YOUR GOAL> Output only the lines from the one holding "Target: military boot" to the end of the data below, please, copied exactly.

ROWS>
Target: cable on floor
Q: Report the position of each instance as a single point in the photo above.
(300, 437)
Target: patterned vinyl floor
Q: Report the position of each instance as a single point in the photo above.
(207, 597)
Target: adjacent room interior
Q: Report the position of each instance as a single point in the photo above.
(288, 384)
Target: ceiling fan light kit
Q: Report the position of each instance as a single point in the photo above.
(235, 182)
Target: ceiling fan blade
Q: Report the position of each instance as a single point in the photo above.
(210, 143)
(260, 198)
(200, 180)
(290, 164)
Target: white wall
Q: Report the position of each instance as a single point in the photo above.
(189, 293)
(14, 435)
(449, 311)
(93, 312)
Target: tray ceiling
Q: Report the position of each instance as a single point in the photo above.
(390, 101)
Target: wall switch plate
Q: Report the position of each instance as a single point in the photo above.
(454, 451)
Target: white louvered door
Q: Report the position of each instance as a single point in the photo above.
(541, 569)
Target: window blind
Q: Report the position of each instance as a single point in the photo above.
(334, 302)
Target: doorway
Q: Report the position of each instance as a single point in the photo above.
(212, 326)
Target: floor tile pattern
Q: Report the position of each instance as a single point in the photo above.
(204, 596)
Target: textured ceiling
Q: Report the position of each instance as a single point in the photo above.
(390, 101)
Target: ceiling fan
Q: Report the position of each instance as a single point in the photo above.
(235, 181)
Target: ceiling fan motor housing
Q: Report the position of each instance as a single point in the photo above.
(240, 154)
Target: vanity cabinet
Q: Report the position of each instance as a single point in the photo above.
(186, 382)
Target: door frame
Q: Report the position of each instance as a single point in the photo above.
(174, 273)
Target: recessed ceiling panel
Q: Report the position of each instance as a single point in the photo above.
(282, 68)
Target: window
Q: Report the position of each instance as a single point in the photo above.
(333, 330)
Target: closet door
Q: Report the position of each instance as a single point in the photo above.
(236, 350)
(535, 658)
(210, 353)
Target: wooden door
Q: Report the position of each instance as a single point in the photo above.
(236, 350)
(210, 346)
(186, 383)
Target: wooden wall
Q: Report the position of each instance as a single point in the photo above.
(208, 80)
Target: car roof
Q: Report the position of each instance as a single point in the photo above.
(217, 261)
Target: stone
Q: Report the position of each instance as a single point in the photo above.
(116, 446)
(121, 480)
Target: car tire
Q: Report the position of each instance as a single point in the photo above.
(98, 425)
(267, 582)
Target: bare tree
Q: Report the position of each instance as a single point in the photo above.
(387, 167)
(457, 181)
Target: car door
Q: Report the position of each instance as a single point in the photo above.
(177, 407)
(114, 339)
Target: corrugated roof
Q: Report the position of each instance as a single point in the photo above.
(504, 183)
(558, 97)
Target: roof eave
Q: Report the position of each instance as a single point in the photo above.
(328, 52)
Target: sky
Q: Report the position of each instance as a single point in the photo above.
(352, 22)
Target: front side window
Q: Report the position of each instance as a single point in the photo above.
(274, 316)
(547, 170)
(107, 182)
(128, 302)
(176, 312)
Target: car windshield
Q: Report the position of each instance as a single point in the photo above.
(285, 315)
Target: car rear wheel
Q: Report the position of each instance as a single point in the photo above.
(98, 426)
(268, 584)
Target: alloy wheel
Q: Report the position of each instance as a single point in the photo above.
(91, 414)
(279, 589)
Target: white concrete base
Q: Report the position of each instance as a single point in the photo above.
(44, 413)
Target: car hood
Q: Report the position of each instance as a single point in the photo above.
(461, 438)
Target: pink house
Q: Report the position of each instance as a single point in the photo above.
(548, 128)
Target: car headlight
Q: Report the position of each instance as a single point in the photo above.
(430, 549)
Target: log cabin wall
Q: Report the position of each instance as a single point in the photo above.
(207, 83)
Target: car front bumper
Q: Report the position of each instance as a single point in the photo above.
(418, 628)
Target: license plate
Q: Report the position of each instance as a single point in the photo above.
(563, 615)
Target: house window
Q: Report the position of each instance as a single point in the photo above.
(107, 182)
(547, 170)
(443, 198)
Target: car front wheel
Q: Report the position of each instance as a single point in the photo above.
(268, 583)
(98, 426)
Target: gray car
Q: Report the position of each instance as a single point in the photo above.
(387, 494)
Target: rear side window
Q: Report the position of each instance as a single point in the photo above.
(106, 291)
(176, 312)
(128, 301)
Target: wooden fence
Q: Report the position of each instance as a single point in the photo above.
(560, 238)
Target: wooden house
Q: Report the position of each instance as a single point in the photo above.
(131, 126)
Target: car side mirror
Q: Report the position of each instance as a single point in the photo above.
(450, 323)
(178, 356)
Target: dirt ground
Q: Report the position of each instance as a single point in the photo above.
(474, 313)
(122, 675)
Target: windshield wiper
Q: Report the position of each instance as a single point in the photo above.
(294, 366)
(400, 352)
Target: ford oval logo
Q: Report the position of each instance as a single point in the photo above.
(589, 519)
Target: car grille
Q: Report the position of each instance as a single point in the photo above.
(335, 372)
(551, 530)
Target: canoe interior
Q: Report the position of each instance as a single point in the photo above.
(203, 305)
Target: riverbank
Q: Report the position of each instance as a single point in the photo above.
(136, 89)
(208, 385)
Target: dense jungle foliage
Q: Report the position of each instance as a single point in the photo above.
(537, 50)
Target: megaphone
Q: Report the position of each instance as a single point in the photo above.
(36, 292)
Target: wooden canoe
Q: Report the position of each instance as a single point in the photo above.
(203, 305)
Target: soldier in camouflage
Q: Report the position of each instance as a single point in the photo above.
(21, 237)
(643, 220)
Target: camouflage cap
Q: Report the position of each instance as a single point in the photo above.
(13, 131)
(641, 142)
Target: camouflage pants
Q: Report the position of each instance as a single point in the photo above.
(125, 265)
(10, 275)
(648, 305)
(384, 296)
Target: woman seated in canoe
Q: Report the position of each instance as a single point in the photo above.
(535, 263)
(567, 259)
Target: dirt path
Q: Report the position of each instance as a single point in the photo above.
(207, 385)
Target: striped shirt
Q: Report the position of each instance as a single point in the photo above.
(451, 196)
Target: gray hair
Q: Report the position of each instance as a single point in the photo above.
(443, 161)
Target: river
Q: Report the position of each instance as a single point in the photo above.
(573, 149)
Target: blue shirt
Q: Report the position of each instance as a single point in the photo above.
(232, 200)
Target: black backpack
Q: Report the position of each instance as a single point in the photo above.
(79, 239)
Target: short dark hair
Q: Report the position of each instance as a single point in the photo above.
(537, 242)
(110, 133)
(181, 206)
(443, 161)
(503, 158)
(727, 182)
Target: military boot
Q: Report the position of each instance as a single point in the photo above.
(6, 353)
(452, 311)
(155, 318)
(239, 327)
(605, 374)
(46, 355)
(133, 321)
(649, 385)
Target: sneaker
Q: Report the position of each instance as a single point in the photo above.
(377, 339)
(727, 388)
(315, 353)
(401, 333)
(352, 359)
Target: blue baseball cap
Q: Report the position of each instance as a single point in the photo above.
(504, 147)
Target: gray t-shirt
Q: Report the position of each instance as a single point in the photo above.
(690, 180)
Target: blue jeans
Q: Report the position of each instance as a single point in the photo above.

CORRECT RESPONSE>
Target: military boot
Q: Report the position of each instance as a single point in the photo above.
(6, 353)
(452, 311)
(155, 318)
(239, 327)
(605, 374)
(46, 355)
(133, 321)
(649, 385)
Target: sneaker
Q: Report the position of each instance as a single point in the photo above.
(377, 339)
(727, 388)
(315, 353)
(401, 333)
(352, 359)
Target: blue baseball cap
Q: Report the position of each instance as a single point in the photo above.
(504, 147)
Target: gray t-shirt
Q: Report the position of each instance as a single point in the photo above.
(690, 180)
Target: blue jeans
Q: Report the position of each instance as a single point in the photo above.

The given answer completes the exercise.